**Data rows**.
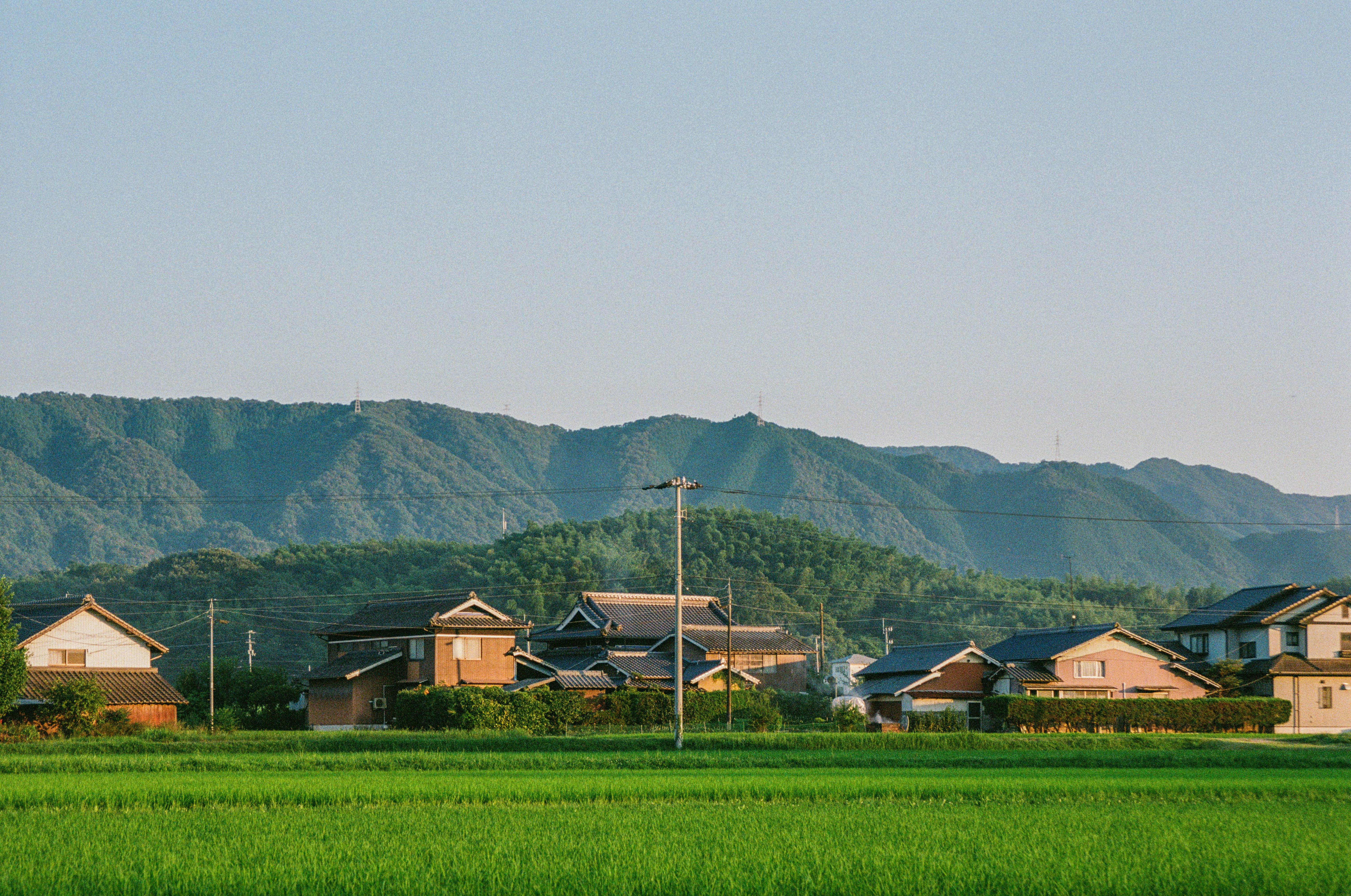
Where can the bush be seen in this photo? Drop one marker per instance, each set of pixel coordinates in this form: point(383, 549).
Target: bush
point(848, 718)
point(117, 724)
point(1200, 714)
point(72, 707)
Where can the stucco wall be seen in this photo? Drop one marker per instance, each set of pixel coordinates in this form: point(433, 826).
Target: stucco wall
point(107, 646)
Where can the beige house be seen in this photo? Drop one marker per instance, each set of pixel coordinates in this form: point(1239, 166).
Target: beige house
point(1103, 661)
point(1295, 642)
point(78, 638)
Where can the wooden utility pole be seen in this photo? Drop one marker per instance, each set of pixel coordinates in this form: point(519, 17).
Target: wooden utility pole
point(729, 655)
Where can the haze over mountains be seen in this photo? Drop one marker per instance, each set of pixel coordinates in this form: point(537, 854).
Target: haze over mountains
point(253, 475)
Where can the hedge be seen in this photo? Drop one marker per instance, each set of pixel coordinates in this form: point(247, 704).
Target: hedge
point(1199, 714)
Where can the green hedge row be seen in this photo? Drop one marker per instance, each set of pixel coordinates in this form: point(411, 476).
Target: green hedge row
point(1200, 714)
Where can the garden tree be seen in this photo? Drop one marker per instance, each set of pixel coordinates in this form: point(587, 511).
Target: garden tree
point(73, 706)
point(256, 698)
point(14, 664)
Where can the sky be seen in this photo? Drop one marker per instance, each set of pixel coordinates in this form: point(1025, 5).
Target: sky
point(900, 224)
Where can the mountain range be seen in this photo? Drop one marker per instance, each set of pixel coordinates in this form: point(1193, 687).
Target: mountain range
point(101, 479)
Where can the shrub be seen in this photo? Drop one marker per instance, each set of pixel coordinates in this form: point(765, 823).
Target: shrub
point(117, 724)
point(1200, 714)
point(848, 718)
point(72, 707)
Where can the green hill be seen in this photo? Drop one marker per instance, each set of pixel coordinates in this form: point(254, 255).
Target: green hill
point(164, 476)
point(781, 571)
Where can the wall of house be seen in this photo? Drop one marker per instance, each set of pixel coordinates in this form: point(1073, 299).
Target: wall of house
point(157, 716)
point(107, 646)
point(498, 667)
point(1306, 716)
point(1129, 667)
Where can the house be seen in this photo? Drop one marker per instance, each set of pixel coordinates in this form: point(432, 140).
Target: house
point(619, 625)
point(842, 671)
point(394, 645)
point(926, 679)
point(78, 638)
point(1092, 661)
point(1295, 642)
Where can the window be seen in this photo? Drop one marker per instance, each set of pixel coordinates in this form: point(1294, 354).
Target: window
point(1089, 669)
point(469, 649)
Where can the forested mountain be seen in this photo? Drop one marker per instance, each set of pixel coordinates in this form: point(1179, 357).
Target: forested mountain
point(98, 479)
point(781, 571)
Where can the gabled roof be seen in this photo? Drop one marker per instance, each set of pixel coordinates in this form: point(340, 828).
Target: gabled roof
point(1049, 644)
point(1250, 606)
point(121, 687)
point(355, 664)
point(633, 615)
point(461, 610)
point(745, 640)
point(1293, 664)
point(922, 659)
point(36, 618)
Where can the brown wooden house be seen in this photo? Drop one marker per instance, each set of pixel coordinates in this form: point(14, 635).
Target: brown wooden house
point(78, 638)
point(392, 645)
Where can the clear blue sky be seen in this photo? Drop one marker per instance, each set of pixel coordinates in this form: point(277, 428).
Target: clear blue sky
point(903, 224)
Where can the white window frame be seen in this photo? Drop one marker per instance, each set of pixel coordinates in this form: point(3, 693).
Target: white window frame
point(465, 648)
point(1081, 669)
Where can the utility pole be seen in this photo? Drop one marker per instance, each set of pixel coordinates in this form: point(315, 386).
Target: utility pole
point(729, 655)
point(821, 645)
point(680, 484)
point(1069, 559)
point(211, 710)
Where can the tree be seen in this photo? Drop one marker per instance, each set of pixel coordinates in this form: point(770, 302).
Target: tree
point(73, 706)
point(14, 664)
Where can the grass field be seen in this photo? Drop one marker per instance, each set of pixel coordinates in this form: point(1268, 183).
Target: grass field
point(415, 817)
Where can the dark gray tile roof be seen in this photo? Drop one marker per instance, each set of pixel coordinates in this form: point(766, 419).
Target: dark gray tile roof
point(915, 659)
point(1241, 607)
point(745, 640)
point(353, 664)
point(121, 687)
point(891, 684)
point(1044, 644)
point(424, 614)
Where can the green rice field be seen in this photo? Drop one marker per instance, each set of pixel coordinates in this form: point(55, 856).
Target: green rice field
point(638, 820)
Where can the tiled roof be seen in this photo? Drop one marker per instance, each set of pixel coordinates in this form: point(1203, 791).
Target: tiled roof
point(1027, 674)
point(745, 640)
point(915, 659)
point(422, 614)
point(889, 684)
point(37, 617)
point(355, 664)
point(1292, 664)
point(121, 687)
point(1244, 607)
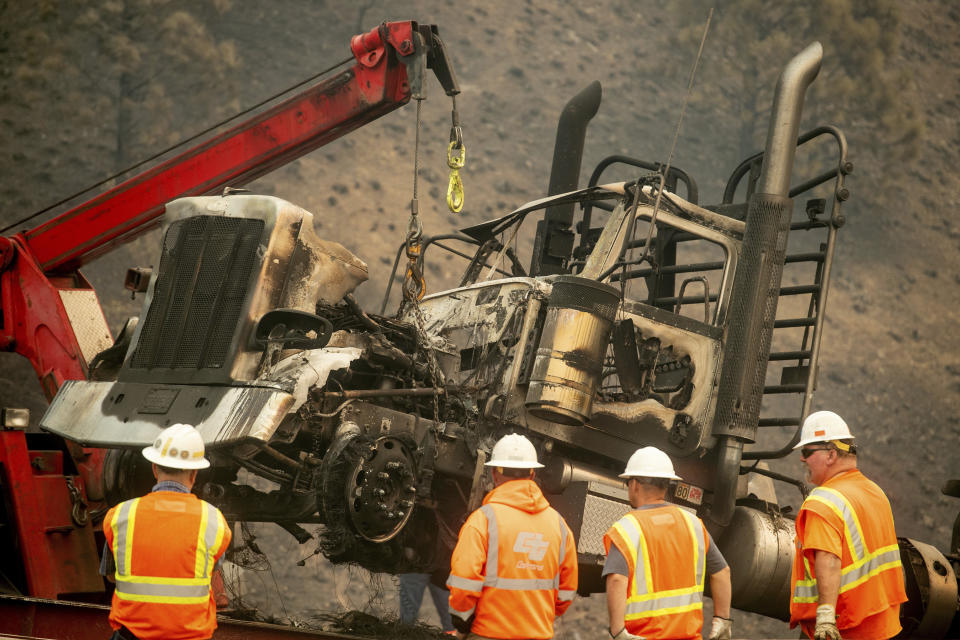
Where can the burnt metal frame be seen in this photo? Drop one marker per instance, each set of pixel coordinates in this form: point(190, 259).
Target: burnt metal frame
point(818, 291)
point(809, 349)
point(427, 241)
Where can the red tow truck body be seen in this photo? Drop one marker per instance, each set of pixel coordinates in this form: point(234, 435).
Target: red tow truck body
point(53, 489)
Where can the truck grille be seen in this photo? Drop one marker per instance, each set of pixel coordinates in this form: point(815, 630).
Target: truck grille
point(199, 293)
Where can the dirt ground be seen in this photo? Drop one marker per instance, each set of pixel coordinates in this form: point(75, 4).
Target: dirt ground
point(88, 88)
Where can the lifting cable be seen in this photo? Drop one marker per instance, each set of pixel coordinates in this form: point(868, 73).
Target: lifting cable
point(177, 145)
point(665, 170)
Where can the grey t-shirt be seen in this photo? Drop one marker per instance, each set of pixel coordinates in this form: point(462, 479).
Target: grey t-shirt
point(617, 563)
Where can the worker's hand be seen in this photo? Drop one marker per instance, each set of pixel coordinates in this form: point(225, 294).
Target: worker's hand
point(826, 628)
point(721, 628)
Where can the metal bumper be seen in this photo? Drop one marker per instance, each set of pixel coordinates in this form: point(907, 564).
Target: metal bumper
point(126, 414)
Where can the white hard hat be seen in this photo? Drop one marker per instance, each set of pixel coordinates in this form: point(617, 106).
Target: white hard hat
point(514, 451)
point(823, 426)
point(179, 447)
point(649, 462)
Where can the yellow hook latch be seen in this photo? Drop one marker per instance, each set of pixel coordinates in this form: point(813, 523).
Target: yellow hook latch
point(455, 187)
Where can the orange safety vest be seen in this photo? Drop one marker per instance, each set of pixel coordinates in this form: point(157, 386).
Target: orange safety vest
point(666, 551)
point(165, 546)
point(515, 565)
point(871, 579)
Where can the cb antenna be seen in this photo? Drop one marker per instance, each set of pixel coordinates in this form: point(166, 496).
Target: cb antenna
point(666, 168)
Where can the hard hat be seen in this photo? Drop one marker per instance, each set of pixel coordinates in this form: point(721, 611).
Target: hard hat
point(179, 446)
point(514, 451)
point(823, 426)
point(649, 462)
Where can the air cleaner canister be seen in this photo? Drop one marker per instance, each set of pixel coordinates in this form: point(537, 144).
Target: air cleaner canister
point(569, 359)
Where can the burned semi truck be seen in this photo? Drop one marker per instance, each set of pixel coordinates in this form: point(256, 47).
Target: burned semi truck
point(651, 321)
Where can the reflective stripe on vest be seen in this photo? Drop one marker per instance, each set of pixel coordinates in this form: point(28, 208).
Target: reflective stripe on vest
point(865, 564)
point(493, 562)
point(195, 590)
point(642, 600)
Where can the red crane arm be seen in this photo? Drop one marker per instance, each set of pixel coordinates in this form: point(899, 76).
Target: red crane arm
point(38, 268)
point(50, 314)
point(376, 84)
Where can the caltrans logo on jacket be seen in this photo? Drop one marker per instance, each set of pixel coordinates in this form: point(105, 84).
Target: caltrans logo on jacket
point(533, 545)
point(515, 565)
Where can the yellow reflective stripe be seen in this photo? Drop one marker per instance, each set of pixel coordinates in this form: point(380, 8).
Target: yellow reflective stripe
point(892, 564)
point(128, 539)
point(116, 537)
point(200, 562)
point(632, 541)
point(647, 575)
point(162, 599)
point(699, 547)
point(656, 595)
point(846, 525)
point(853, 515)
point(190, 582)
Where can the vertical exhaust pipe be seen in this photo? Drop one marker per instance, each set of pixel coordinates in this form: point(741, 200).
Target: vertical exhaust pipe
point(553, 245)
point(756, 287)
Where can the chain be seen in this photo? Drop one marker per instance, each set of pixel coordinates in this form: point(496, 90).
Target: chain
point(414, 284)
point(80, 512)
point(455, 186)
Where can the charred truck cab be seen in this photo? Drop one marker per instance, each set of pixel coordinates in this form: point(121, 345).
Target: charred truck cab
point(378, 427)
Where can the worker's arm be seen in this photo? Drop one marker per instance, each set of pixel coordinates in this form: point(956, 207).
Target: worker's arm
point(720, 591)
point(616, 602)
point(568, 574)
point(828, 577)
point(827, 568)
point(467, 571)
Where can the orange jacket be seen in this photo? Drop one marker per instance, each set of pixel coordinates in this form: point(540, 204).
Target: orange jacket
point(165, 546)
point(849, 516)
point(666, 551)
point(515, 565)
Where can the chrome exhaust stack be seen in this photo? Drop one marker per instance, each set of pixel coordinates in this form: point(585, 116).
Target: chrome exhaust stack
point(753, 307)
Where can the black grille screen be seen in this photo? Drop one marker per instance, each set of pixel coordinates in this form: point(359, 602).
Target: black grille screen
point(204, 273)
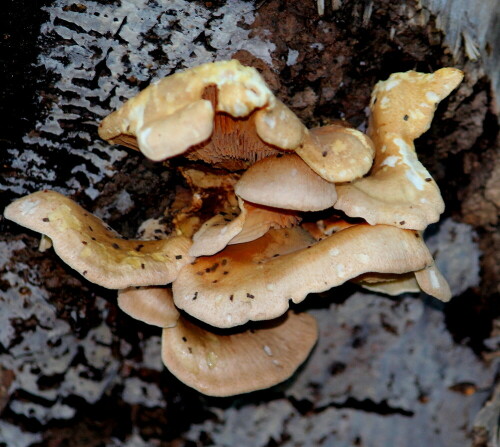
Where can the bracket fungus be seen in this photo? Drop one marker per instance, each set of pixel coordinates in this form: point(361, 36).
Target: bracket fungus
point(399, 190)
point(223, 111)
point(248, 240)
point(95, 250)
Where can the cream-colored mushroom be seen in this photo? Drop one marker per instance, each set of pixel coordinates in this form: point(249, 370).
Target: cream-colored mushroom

**Task directions**. Copy verbatim the lines of the entries between the line holding "Where can the lifting" and the line holding "point(666, 168)", inclusive.

**Exercise output**.
Where can the lifting cable be seen in this photo? Drop one marker per instance, each set of pixel coordinates in this form: point(868, 73).
Target: lifting cable
point(177, 145)
point(665, 170)
Where can the grey t-shirt be seen in this photo? Drop one marker per instance, each set of pixel coordinates in this form: point(462, 479).
Target: grey t-shirt
point(617, 563)
Where can the worker's hand be seen in this photo? Drop one marker per instance, each set of pixel coordinates in this form: point(225, 294).
Target: worker's hand
point(826, 628)
point(721, 628)
Where can the metal bumper be seen in this photo? Drop one marker per instance, each set of pixel coordinates in this form: point(907, 564).
Target: metal bumper
point(126, 414)
Where can the white hard hat be seen in this photo? Drop one marker per instance, each set of pixel coordinates in this form: point(617, 106).
Target: white hard hat
point(514, 451)
point(823, 426)
point(179, 447)
point(649, 462)
Where can the yellow hook latch be seen in this photo? Drop one marker per instance, each set of pixel coordinates in this form: point(813, 523).
Target: yellow hook latch
point(455, 187)
Where can the orange safety vest be seen in this photo? Drop one marker per instance, each set of pixel coordinates in this form: point(157, 386).
Target: orange safety vest
point(666, 551)
point(165, 546)
point(515, 565)
point(871, 579)
Where can the cb antenna be seen in this photo? Drop one marker per instance, each set of pixel coordinates in this form: point(166, 496).
Target: cb antenna
point(666, 168)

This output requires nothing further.